Excerpts from a point labeling dataset
********
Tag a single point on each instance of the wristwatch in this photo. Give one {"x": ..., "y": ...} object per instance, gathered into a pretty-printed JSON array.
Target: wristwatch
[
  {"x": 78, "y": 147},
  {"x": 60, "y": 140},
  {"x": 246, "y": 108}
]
********
Present every line of the material above as a numbered list, leaving out any blank lines.

1. Tag a single point on each instance of the wristwatch in this photo. Give one {"x": ..., "y": ...} object per instance, gathered into a pretty-printed JSON array.
2. Target: wristwatch
3. [
4.   {"x": 78, "y": 147},
5.   {"x": 60, "y": 140},
6.   {"x": 246, "y": 108}
7. ]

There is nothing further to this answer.